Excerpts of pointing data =
______________________________

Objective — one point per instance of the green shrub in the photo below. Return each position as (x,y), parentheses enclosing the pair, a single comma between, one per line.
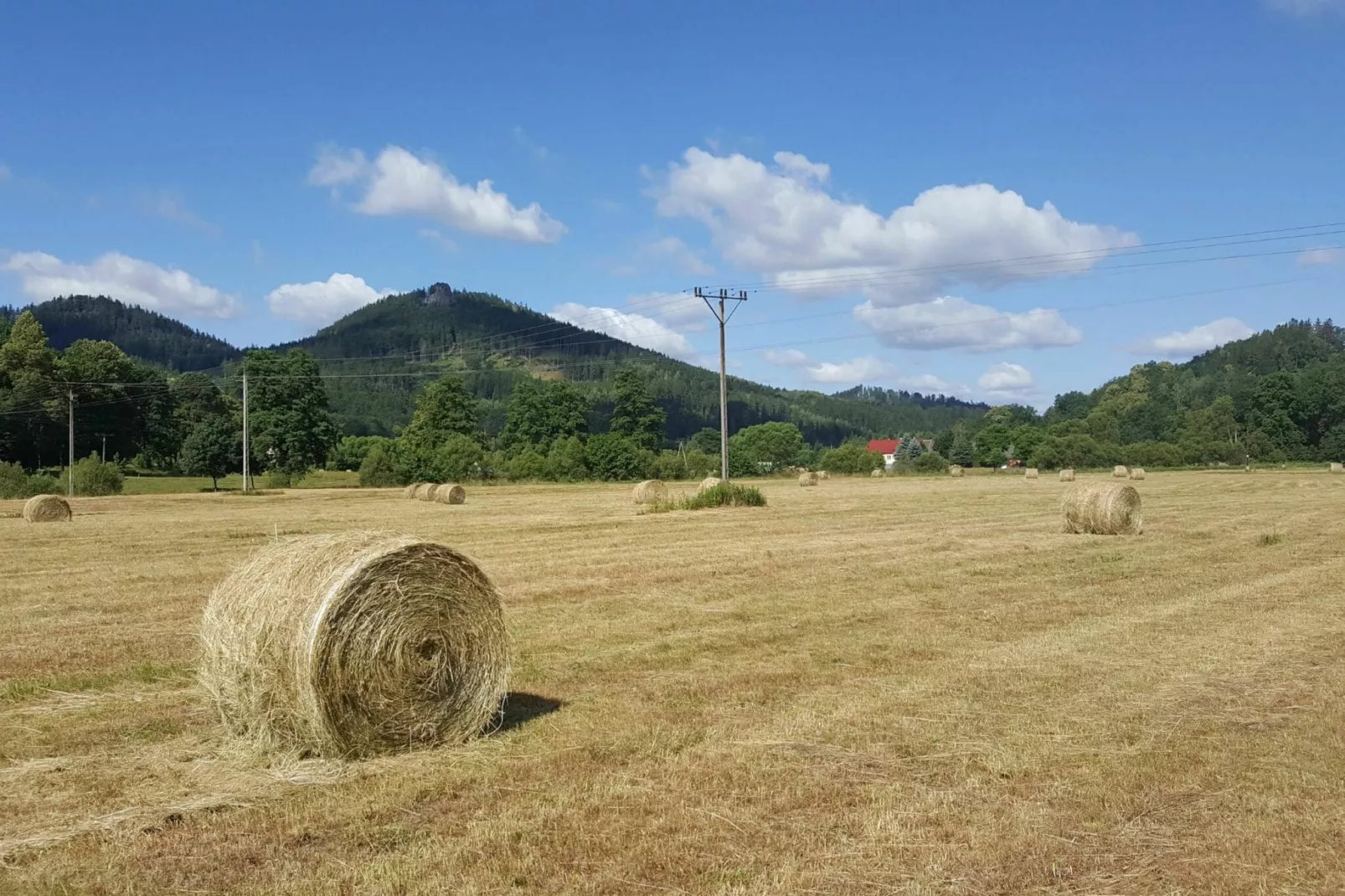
(93,478)
(13,481)
(377,470)
(44,485)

______________________________

Work required =
Please recast every line of the data above as a JSON list of strings, one string per line, skipping any blank lines and leaving out the picture.

Task answer =
[
  "Objective — one point per instance of the green shrub in the photo below. Return each position as (x,y), parentheses enclosing the pair, a single comma between, one per line.",
  "(93,478)",
  "(13,481)",
  "(377,470)",
  "(44,485)"
]